>> START DATA IN THIS EXERCISE

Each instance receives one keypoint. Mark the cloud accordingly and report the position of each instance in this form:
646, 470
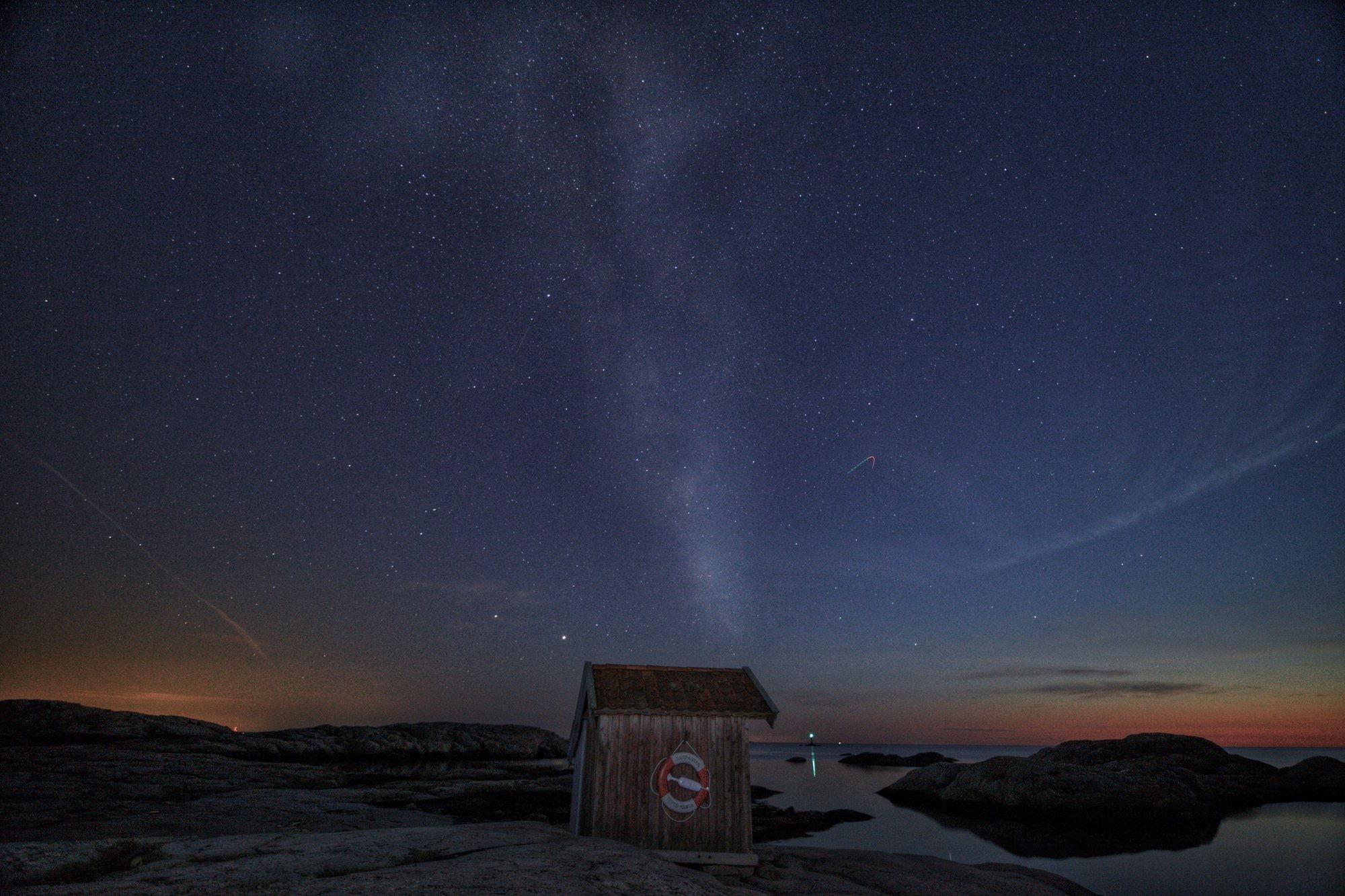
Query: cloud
820, 700
1048, 671
978, 729
159, 697
1093, 690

>> END DATA IN THIS EXERCISE

# GOAL
Scale the material above by reproducing every line, requests included, with each point coordinate in the answers multiplied by 0.4 and rounded to a whole number, halves rounding up. Leave the request text and its sample coordinates unchanged, and omit the picture.

# TASK OUTPUT
Each instance receives one keypoint. Mark the cloud accordingly and report the position of each instance in this form:
646, 470
Query: cloud
328, 280
419, 268
391, 292
64, 279
437, 276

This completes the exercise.